#### Task description
Render the entries from the line with "Could you locate every horse forelock" up to and including the line with "xmin=290 ymin=104 xmax=375 ymax=192" as a two-column CSV with the columns entry_text and answer, one row for each entry. Put each value in a single quoted field and turn any line breaks into spaces.

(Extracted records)
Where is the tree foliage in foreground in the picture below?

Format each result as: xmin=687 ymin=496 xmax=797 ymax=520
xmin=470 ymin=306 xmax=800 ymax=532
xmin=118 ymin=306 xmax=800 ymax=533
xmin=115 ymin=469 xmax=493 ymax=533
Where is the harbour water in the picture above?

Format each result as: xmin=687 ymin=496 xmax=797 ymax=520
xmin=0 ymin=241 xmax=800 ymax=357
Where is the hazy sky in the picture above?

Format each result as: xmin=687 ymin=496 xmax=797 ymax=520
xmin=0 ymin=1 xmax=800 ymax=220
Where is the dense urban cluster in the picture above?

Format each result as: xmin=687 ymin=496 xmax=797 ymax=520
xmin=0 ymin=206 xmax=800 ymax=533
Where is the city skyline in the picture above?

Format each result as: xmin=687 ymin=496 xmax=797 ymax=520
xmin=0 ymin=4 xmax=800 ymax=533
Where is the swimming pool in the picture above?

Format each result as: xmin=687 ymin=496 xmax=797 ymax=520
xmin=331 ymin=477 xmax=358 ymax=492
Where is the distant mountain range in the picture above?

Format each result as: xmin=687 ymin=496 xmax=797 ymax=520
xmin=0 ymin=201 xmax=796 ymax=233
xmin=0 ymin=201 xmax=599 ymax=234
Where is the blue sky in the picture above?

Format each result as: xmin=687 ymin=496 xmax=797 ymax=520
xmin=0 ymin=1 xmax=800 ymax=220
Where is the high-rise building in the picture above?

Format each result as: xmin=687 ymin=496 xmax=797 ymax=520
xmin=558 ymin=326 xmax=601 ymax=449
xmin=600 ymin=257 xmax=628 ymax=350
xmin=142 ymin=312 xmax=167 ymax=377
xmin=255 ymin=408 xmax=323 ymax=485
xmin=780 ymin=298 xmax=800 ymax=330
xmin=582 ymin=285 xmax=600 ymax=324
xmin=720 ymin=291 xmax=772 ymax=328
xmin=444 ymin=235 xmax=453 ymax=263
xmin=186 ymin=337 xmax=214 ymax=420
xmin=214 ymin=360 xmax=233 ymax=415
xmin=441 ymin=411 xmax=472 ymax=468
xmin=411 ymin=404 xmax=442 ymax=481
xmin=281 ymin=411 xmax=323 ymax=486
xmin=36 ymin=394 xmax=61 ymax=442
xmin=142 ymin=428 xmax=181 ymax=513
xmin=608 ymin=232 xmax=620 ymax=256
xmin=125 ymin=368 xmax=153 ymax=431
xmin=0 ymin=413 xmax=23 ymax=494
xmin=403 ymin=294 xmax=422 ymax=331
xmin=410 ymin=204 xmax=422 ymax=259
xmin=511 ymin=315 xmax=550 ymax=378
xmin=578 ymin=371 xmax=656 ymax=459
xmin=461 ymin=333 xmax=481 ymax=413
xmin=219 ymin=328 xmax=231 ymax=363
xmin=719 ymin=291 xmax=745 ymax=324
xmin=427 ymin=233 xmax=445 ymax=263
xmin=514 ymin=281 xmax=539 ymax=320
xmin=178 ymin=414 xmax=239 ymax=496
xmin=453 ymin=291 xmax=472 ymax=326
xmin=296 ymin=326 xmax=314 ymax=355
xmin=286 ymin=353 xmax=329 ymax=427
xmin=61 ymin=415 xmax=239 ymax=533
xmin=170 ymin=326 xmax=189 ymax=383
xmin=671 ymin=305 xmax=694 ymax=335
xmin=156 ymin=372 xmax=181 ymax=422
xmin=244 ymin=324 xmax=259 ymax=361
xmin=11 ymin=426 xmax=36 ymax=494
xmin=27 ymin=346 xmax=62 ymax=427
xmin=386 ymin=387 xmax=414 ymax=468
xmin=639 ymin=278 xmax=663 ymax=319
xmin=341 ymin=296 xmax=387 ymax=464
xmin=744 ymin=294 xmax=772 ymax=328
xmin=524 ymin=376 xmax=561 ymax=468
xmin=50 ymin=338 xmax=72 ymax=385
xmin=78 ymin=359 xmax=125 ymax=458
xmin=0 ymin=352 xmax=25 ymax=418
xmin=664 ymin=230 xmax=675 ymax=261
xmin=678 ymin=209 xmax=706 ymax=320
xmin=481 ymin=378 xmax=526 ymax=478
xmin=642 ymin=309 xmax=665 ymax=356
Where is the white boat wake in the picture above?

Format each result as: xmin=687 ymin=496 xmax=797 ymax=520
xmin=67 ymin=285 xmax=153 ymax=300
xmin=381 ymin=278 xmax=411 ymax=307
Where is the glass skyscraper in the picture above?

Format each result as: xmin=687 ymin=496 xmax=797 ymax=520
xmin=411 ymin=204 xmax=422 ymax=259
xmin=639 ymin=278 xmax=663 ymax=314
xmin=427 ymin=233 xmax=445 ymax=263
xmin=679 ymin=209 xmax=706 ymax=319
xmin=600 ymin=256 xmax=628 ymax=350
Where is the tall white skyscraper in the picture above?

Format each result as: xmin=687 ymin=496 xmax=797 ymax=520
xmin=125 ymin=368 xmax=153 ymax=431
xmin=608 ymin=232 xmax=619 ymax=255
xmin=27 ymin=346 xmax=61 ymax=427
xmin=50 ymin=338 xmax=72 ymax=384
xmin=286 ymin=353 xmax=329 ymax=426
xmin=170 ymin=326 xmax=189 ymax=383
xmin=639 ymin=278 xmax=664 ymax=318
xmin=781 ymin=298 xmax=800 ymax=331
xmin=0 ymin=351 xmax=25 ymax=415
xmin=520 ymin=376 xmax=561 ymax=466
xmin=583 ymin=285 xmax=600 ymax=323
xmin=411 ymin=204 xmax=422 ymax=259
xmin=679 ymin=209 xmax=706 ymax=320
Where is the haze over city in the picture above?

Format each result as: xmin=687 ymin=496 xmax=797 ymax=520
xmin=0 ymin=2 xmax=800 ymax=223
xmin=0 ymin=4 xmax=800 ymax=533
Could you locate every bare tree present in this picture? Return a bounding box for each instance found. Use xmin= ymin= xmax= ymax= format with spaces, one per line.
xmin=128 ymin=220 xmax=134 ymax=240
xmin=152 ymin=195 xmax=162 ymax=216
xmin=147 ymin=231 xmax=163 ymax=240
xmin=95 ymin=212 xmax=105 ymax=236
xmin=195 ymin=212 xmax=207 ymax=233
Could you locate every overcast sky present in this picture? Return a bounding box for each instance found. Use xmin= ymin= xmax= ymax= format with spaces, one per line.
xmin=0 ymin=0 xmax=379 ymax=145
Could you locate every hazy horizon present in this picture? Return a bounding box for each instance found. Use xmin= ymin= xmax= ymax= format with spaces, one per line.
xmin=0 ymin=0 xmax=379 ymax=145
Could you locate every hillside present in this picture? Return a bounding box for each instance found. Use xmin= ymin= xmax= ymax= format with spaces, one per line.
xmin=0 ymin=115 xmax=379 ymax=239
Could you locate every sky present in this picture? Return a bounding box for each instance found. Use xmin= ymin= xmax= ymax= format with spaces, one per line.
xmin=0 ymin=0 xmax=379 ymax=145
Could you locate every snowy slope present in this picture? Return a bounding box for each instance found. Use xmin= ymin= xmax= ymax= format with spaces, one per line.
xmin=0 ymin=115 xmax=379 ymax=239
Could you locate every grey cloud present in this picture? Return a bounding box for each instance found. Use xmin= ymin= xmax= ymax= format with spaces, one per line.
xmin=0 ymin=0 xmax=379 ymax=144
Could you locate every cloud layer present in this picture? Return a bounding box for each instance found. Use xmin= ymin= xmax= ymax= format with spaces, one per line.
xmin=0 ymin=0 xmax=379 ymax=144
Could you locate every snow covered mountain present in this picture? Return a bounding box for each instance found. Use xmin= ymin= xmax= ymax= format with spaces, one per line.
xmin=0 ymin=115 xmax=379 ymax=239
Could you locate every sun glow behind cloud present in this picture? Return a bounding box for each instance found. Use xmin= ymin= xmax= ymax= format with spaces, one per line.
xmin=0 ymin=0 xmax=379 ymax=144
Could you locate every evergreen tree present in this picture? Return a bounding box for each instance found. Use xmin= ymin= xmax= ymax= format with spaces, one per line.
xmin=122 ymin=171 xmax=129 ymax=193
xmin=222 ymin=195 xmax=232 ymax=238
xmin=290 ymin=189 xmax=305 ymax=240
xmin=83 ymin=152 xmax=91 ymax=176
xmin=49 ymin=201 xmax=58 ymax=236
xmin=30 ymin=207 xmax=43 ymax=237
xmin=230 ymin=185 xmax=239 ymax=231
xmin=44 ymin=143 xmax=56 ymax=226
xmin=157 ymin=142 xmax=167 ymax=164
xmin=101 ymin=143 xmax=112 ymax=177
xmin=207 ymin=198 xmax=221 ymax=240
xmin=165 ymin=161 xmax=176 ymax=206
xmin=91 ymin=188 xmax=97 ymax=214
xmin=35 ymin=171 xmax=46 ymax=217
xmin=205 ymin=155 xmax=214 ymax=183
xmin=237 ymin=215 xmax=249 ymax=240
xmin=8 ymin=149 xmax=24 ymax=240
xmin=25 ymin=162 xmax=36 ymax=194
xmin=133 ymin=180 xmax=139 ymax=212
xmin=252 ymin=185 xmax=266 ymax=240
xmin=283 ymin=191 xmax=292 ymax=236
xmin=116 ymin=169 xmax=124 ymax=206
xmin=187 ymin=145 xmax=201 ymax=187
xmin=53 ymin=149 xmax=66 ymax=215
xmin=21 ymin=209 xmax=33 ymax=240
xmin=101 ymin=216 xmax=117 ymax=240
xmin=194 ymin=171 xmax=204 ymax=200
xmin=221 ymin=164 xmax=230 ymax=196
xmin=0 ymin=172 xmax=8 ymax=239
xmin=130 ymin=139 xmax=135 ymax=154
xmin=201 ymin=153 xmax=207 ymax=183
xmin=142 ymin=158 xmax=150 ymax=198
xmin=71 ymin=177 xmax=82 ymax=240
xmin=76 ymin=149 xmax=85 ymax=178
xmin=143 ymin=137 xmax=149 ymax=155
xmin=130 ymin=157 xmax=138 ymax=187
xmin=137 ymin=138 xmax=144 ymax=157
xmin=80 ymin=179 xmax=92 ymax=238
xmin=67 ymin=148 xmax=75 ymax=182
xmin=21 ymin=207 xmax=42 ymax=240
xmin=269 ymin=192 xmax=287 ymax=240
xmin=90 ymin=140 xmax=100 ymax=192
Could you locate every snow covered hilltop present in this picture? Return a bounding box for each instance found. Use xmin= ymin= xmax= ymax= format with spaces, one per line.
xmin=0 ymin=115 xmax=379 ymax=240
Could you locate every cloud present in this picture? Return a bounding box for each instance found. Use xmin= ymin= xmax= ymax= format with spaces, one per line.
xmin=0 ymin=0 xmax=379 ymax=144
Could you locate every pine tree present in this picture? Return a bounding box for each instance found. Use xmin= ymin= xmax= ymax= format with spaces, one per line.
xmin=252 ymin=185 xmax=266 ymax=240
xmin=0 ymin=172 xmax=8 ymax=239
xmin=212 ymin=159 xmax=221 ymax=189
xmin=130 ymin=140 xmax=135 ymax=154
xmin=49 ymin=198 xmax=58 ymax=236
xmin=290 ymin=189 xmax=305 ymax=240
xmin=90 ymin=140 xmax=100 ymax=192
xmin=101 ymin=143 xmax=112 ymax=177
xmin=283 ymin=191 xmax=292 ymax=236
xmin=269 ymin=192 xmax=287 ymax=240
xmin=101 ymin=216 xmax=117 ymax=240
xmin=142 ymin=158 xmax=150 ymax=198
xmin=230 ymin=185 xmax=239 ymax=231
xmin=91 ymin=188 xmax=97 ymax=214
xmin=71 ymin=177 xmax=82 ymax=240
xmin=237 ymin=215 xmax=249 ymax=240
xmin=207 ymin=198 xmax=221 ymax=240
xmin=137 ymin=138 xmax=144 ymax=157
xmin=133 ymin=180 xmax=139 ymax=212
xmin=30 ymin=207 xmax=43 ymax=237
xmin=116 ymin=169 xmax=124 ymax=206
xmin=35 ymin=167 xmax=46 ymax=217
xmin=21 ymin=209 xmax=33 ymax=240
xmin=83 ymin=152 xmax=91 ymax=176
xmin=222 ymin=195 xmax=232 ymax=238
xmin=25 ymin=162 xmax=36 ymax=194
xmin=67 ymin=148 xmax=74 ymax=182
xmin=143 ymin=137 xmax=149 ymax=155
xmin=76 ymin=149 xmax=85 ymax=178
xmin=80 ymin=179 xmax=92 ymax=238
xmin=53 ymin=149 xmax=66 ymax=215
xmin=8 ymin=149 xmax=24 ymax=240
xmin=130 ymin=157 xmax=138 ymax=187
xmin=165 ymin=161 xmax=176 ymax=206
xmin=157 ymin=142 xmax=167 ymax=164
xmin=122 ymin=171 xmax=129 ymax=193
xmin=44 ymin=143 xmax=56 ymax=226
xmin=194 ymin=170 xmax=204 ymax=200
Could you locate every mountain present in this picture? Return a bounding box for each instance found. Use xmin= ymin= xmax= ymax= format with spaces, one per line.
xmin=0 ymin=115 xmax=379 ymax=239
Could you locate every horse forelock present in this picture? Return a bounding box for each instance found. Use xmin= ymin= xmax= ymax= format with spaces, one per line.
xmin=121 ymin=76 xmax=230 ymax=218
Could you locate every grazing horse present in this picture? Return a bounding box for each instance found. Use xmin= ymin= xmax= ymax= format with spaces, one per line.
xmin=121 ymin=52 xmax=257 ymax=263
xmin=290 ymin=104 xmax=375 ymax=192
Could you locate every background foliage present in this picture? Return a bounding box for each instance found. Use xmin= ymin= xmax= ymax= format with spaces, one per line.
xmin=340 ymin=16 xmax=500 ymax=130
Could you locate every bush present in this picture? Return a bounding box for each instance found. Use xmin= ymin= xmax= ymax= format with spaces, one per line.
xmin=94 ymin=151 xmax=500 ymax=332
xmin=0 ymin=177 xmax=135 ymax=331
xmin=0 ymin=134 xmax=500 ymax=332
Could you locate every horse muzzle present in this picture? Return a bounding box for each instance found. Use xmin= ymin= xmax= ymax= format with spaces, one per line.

#### Task response
entry_text,answer
"Could you locate every horse forelock present in this picture? Return a bounding box for each instance found. Use xmin= ymin= xmax= ymax= format with spaces, one per line.","xmin=121 ymin=76 xmax=230 ymax=218"
"Could you locate every grazing horse present in this picture? Return a bounding box for each instance found. Use xmin= ymin= xmax= ymax= format with spaces, one per line.","xmin=121 ymin=52 xmax=257 ymax=263 xmin=290 ymin=104 xmax=375 ymax=192"